-- Opening Marker --

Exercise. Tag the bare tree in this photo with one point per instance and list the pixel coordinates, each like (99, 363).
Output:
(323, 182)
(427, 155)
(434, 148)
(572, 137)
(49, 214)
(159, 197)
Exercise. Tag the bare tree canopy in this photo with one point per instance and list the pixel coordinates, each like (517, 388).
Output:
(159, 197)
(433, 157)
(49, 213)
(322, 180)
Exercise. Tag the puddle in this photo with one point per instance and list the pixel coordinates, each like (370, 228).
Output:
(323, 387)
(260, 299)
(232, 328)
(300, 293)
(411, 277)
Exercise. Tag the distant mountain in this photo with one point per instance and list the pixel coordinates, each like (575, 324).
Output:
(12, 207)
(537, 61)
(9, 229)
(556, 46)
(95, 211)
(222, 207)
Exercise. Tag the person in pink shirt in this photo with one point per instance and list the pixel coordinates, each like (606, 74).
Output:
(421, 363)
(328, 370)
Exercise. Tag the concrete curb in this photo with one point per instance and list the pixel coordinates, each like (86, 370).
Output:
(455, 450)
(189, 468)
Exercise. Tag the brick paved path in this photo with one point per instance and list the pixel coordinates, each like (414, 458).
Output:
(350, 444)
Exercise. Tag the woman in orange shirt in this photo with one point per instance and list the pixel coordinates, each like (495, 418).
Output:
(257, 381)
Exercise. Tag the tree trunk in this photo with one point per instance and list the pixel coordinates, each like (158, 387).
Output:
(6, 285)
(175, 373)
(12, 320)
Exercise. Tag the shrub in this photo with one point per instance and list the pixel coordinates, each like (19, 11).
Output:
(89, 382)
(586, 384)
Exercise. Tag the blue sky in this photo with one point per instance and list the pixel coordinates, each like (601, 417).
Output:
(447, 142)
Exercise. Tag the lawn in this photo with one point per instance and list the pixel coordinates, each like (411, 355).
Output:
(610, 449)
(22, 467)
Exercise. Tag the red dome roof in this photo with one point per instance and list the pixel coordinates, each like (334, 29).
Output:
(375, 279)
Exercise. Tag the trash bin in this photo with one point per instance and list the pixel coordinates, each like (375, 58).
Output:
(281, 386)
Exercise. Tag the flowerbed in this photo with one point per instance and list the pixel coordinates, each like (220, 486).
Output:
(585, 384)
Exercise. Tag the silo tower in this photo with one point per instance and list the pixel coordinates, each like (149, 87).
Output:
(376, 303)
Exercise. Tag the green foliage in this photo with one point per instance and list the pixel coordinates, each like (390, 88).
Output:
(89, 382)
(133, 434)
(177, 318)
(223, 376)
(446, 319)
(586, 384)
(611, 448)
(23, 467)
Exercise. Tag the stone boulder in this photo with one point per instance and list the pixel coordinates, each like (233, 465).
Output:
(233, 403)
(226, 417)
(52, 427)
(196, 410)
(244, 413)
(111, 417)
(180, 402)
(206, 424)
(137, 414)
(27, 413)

-- Closing Marker --

WORK TASK
Show the lines above that include "tree".

ANSWER BELOW
Exercise. Tag the bare tree in this photo with one point per instance and list the pixel coordinates, each like (99, 363).
Exercise. Tag the bare tree canopy in this photo with one point per instance and list the pixel coordinates, each like (517, 388).
Exercise. Tag the tree trunk in this photo with one point per instance and list the pixel coordinates, each like (158, 387).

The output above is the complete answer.